> Aim: Update the data from the start through the line holding "column 887, row 158", inclusive, by swapping "Target" for "Object" and leaving everything else as it is. Leave the pictures out of your answer.

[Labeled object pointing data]
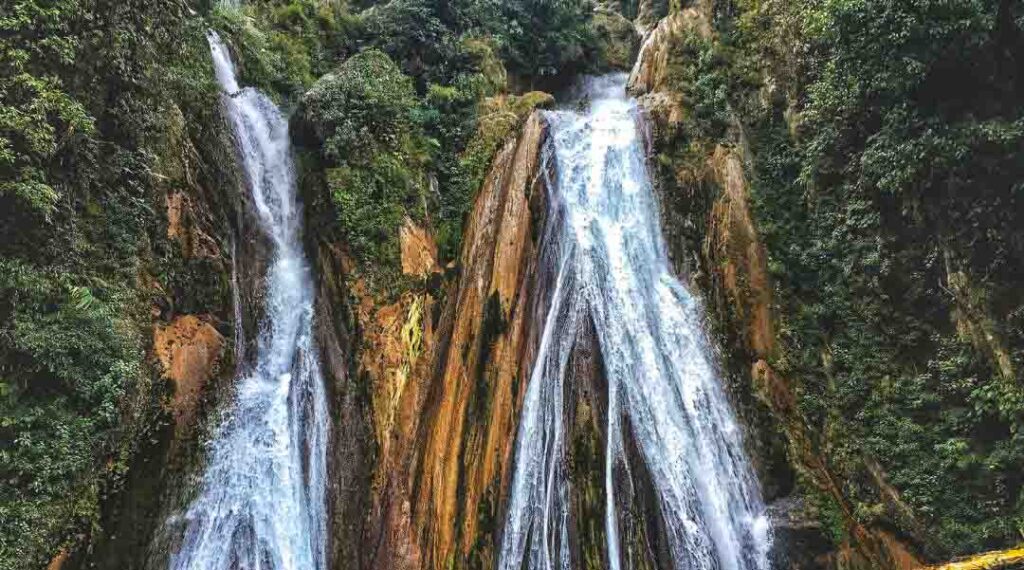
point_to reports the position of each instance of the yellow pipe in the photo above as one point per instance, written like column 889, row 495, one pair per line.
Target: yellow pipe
column 987, row 561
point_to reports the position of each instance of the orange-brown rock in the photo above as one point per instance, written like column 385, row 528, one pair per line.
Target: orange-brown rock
column 732, row 239
column 189, row 350
column 419, row 252
column 448, row 385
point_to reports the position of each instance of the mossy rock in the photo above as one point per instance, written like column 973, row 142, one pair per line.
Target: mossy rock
column 617, row 39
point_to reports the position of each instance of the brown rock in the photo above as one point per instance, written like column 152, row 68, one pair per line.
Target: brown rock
column 189, row 350
column 419, row 252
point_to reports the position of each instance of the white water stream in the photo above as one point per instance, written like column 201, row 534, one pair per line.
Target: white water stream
column 262, row 498
column 612, row 268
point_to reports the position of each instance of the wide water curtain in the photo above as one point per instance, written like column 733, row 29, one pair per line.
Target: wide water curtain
column 612, row 270
column 262, row 497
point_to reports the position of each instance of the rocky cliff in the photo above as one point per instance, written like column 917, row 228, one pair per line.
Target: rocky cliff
column 837, row 501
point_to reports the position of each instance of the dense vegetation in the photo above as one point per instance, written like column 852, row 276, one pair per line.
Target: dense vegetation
column 87, row 96
column 109, row 107
column 887, row 158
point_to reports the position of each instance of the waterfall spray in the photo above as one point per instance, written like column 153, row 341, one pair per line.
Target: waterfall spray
column 262, row 500
column 613, row 269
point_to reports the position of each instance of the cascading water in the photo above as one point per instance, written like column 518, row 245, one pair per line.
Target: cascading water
column 612, row 268
column 262, row 500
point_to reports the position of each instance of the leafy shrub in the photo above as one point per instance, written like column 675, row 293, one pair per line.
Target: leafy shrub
column 365, row 122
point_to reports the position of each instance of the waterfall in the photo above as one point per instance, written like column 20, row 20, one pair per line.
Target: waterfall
column 612, row 268
column 262, row 501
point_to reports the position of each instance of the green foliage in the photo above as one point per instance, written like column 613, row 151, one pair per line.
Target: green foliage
column 888, row 159
column 546, row 37
column 365, row 121
column 86, row 91
column 282, row 46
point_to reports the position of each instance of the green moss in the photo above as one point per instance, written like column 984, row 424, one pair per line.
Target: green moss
column 363, row 122
column 877, row 168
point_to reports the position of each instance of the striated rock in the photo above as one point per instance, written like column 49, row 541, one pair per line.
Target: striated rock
column 419, row 251
column 650, row 73
column 448, row 378
column 733, row 239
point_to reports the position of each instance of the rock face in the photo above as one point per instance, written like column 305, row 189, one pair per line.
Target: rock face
column 446, row 368
column 190, row 351
column 715, row 243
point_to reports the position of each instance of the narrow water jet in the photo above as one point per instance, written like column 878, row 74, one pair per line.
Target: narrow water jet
column 612, row 267
column 261, row 503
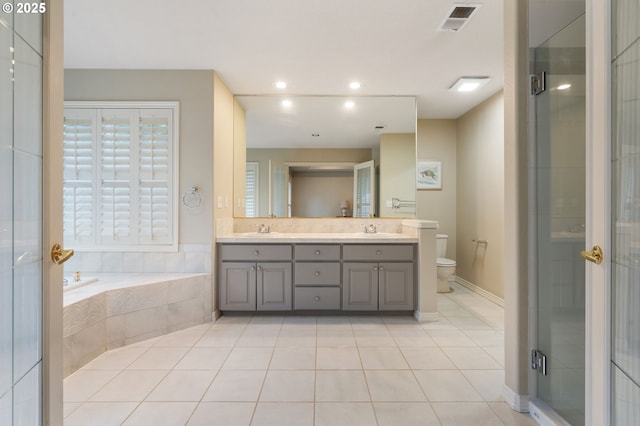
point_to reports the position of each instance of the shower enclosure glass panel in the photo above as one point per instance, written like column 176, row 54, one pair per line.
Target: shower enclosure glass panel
column 21, row 219
column 560, row 181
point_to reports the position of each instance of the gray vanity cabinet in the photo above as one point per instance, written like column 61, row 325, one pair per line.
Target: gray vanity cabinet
column 254, row 277
column 384, row 285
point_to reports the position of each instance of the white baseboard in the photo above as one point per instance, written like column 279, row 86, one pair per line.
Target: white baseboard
column 517, row 402
column 479, row 290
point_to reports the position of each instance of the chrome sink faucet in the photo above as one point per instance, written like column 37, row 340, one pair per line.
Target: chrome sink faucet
column 264, row 229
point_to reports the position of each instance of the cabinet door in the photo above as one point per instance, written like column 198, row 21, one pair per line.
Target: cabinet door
column 360, row 286
column 274, row 286
column 237, row 286
column 396, row 286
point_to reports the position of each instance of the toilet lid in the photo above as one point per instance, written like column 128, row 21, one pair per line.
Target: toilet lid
column 442, row 261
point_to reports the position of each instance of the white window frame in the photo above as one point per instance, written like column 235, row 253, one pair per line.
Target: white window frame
column 172, row 244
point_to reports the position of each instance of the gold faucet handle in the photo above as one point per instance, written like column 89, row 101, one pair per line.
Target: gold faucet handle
column 58, row 255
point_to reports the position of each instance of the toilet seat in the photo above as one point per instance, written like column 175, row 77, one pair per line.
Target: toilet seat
column 443, row 261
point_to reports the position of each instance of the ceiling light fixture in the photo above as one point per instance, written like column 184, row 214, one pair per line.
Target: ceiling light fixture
column 469, row 84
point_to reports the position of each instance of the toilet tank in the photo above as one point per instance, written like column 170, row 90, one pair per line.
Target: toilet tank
column 441, row 245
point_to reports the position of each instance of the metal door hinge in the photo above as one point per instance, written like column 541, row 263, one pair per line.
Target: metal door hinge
column 539, row 362
column 538, row 83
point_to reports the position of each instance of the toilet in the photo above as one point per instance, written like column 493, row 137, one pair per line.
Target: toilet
column 446, row 267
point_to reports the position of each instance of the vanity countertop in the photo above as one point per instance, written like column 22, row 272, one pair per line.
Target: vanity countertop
column 316, row 237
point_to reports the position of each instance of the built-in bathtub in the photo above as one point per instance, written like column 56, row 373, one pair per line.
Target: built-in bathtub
column 119, row 309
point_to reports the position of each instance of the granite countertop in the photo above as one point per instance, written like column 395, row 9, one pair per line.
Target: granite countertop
column 316, row 237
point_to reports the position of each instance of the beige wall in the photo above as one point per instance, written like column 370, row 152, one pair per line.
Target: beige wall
column 193, row 89
column 318, row 194
column 262, row 156
column 480, row 196
column 437, row 140
column 397, row 173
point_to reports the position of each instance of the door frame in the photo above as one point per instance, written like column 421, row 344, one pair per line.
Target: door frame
column 598, row 218
column 53, row 119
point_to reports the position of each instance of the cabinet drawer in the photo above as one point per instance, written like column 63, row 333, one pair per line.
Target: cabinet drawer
column 317, row 298
column 312, row 273
column 377, row 252
column 255, row 252
column 317, row 252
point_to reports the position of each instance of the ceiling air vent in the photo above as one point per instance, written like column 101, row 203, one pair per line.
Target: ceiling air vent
column 458, row 17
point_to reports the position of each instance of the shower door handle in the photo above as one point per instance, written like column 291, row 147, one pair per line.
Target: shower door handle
column 595, row 255
column 58, row 255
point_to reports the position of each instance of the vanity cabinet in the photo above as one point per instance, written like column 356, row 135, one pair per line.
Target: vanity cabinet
column 283, row 277
column 387, row 284
column 255, row 277
column 317, row 277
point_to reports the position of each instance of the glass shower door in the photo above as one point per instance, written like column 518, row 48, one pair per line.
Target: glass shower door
column 21, row 163
column 560, row 181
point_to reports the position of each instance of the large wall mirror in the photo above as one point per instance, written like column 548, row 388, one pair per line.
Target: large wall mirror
column 325, row 156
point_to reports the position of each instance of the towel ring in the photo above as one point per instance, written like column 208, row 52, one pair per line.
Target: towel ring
column 192, row 199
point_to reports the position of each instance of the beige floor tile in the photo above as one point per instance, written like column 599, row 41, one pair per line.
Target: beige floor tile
column 344, row 413
column 182, row 385
column 393, row 385
column 161, row 414
column 100, row 414
column 446, row 385
column 465, row 414
column 159, row 358
column 247, row 358
column 382, row 358
column 283, row 414
column 472, row 359
column 203, row 358
column 427, row 358
column 236, row 385
column 341, row 386
column 288, row 386
column 338, row 358
column 224, row 413
column 405, row 413
column 293, row 358
column 130, row 385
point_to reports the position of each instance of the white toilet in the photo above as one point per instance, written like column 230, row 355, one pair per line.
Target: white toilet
column 446, row 267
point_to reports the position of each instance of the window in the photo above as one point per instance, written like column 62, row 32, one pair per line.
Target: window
column 120, row 175
column 251, row 191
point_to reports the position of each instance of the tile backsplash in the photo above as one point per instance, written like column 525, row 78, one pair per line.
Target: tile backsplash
column 193, row 258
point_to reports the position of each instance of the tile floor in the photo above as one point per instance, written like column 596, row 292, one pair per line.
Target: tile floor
column 306, row 370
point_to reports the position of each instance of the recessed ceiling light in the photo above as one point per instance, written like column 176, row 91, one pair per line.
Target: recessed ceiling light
column 469, row 84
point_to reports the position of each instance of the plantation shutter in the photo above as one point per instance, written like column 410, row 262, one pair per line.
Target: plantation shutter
column 120, row 178
column 251, row 191
column 79, row 158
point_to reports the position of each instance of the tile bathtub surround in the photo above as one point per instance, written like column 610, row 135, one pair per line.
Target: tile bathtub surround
column 305, row 370
column 106, row 315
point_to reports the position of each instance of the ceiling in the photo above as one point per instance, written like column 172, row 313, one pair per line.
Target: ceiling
column 393, row 47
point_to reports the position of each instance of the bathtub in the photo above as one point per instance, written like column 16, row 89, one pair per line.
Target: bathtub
column 114, row 310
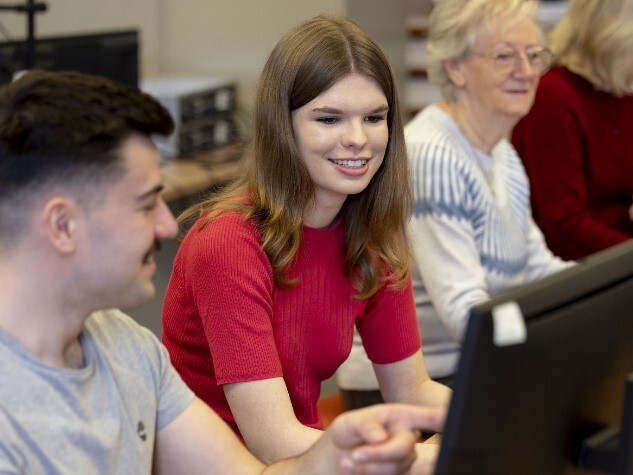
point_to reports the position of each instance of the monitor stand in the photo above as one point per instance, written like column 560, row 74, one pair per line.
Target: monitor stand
column 610, row 450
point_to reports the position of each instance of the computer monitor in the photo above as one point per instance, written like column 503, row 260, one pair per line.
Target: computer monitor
column 110, row 53
column 540, row 384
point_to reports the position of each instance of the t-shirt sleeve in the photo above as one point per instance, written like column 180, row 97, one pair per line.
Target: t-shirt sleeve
column 129, row 344
column 389, row 328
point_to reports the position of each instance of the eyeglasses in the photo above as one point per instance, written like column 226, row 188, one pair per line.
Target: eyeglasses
column 509, row 60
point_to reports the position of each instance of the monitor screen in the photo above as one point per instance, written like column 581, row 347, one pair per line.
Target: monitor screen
column 542, row 376
column 112, row 53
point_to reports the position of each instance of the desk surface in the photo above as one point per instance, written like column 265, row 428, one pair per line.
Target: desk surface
column 186, row 177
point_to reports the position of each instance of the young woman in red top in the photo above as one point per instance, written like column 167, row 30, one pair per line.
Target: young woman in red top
column 310, row 242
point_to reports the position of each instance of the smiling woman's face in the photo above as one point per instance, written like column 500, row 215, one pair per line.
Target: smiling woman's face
column 342, row 135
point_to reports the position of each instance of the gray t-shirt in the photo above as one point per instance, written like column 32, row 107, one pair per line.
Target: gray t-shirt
column 102, row 418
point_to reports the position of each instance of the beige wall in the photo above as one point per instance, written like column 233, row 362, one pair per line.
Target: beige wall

> Result of the exercise:
point_to reports the position of each instance of the yellow pipe in the photo above as one point per instance, written like column 889, row 495, one pair per line.
Object: yellow pipe
column 987, row 561
point_to reports the position of each instance of the orange-brown rock in the photo above as one point per instance, written like column 385, row 528, one pair per line.
Object: orange-brown rock
column 732, row 239
column 189, row 350
column 419, row 252
column 448, row 385
point_to reports the position of each instance of the mossy rock in the photo above as one point per instance, written like column 973, row 142, one pair per line.
Object: mossy rock
column 617, row 39
point_to reports the position of each instance of the brown rock in the photo above as one point per instance, written like column 152, row 68, one pair per line.
Object: brown rock
column 189, row 350
column 419, row 252
point_to reports the position of each instance of the white water stream in the photo above as one point per instance, written like column 201, row 534, one pair per line.
Object: white water stream
column 262, row 498
column 612, row 268
point_to reports the position of each instance of the wide water curtain in the photo above as one point per instance, written like column 733, row 29, one pair per line.
Object: wide water curtain
column 612, row 270
column 262, row 497
point_to reports the position of each instance of the rocky cliff in the photo above as one point per instance, written like column 917, row 228, one pair per line.
Object: rocky cliff
column 837, row 501
point_to reports the position of each instance of the dense vegetation in the photo above as one point per instance, written like column 852, row 276, one pair per line.
Object: dense vegetation
column 87, row 96
column 109, row 107
column 887, row 158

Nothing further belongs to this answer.